THE PROBLEM :: Reproduce every item below word for word, keeping each line as it stands.

INPUT DATA ::
###
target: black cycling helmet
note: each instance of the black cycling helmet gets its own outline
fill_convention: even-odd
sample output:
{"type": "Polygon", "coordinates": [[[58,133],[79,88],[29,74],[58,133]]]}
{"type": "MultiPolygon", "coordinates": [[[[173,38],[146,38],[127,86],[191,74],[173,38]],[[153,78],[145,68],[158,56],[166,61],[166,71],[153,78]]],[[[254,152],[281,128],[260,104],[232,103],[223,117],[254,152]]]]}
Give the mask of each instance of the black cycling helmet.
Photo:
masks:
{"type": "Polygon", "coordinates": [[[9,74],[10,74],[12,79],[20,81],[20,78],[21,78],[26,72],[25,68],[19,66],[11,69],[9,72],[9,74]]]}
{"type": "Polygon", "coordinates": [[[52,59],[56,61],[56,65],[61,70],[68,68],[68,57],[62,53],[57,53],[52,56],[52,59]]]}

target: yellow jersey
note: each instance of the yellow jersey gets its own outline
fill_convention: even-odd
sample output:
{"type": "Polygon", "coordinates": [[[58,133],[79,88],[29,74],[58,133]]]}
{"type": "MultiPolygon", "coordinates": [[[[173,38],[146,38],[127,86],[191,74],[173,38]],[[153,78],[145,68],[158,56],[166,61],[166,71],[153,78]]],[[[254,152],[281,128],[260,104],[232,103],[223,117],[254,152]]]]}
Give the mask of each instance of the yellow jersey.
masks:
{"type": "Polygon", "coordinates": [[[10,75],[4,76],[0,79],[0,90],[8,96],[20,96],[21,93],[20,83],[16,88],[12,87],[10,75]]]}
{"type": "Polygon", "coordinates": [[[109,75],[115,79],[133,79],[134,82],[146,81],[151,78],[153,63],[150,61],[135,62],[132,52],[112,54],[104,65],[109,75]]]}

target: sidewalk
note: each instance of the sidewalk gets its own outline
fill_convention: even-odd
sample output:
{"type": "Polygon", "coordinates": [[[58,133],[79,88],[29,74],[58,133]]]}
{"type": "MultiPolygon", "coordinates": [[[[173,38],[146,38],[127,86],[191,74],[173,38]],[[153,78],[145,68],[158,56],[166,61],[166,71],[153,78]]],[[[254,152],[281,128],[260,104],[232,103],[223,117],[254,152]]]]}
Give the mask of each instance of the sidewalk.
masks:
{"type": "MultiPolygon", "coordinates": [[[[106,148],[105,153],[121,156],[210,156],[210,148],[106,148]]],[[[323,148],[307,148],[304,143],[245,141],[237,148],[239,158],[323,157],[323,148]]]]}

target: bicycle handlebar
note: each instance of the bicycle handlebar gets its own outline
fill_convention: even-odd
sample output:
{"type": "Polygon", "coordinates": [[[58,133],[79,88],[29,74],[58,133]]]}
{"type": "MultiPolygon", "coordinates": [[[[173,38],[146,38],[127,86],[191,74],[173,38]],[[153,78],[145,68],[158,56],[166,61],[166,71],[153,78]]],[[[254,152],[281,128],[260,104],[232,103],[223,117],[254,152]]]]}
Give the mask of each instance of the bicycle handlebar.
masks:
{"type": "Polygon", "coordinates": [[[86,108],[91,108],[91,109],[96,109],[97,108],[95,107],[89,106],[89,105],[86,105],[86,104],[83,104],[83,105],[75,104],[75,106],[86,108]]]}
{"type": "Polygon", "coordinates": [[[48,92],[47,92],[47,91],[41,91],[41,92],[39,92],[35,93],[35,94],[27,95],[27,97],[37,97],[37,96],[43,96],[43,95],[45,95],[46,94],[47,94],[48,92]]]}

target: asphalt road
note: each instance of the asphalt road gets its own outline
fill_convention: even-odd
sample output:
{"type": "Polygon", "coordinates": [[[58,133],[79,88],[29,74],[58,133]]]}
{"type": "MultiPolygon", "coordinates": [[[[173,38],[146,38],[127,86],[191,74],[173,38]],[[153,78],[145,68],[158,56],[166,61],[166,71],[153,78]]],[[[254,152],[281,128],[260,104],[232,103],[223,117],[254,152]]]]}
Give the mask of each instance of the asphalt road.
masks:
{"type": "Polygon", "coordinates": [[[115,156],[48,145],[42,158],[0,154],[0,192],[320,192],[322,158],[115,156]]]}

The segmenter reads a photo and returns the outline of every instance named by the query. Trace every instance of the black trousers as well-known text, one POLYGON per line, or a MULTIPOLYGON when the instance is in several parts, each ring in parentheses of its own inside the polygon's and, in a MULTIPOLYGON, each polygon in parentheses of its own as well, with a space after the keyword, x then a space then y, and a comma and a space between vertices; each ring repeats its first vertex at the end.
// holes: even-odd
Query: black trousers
###
RESPONSE ::
target: black cycling helmet
note: each instance of the black cycling helmet gets its own outline
fill_convention: even-odd
sample output:
{"type": "Polygon", "coordinates": [[[58,133],[79,88],[29,74],[58,133]]]}
{"type": "MultiPolygon", "coordinates": [[[[173,38],[146,38],[127,86],[191,74],[173,38]],[[153,78],[145,68],[158,56],[166,61],[166,71],[153,78]]],[[[254,152],[281,128],[260,104],[232,103],[223,117],[254,152]]]]}
Give the mask of each instance of the black cycling helmet.
Photo:
masks:
{"type": "Polygon", "coordinates": [[[9,74],[10,74],[12,79],[20,81],[20,78],[21,78],[26,72],[25,68],[19,66],[11,69],[9,72],[9,74]]]}
{"type": "Polygon", "coordinates": [[[52,59],[56,61],[56,65],[61,70],[68,68],[68,57],[62,53],[57,53],[52,56],[52,59]]]}

target: yellow jersey
note: each instance of the yellow jersey gets its own outline
fill_convention: even-odd
sample output:
{"type": "Polygon", "coordinates": [[[58,133],[79,88],[29,74],[58,133]]]}
{"type": "MultiPolygon", "coordinates": [[[[173,38],[146,38],[127,86],[191,74],[173,38]],[[153,78],[145,68],[158,56],[166,61],[166,71],[153,78]]],[[[254,152],[281,128],[260,104],[232,103],[223,117],[254,152]]]]}
Give the mask of each instance of the yellow jersey.
masks:
{"type": "Polygon", "coordinates": [[[10,75],[4,76],[0,79],[0,90],[8,96],[20,96],[21,93],[20,83],[16,88],[12,87],[10,75]]]}
{"type": "Polygon", "coordinates": [[[109,75],[115,79],[133,79],[134,82],[146,81],[151,78],[153,63],[150,61],[135,62],[132,52],[112,54],[104,65],[109,75]]]}

target: sidewalk
note: each instance of the sidewalk gets its own outline
fill_convention: even-odd
sample output:
{"type": "Polygon", "coordinates": [[[58,133],[79,88],[29,74],[58,133]]]}
{"type": "MultiPolygon", "coordinates": [[[[173,38],[146,38],[127,86],[191,74],[173,38]],[[153,78],[145,68],[158,56],[166,61],[166,71],[153,78]]],[[[254,152],[281,128],[260,104],[232,103],[223,117],[254,152]]]]}
Give the mask of each instance of the sidewalk.
masks:
{"type": "MultiPolygon", "coordinates": [[[[106,148],[105,153],[121,156],[210,156],[210,148],[106,148]]],[[[323,148],[307,148],[304,143],[245,141],[237,148],[239,158],[323,157],[323,148]]]]}

target: bicycle handlebar
note: each instance of the bicycle handlebar gets its own outline
fill_convention: even-odd
sample output:
{"type": "Polygon", "coordinates": [[[58,133],[79,88],[29,74],[58,133]]]}
{"type": "MultiPolygon", "coordinates": [[[[173,38],[146,38],[127,86],[191,74],[173,38]],[[153,78],[145,68],[158,56],[166,61],[166,71],[153,78]]],[[[254,152],[281,128],[260,104],[232,103],[223,117],[254,152]]]]}
Give the mask of each instance of the bicycle handlebar.
masks:
{"type": "Polygon", "coordinates": [[[86,108],[91,108],[91,109],[96,109],[97,108],[95,107],[89,106],[89,105],[86,105],[86,104],[83,104],[83,105],[75,104],[75,106],[86,108]]]}
{"type": "Polygon", "coordinates": [[[48,92],[47,92],[47,91],[41,91],[41,92],[39,92],[35,93],[35,94],[27,95],[27,97],[37,97],[37,96],[43,96],[43,95],[45,95],[46,94],[47,94],[48,92]]]}

target: asphalt road
note: each instance of the asphalt road gets its own outline
fill_convention: even-odd
sample output:
{"type": "Polygon", "coordinates": [[[58,133],[79,88],[29,74],[58,133]]]}
{"type": "MultiPolygon", "coordinates": [[[[173,38],[146,38],[127,86],[191,74],[173,38]],[[153,78],[145,68],[158,56],[166,61],[166,71],[153,78]]],[[[254,152],[281,128],[260,104],[232,103],[223,117],[254,152]]]]}
Give the mask of each instance of the asphalt road.
masks:
{"type": "Polygon", "coordinates": [[[115,156],[48,145],[42,158],[0,154],[0,192],[320,192],[322,158],[115,156]]]}

The segmenter reads a photo and returns the outline of every instance named by the query. Trace every instance of the black trousers as well-known text, one POLYGON per line, or a MULTIPOLYGON when the instance is in several parts, each ring in parentheses of its own inside the polygon's and, in a MULTIPOLYGON, each polygon in parentheses of its own as well, with a space after the keyword, x then a space then y, and a comma and a space between vertices; each ring repeats its first vertex at the end.
// holes: even-odd
Query: black trousers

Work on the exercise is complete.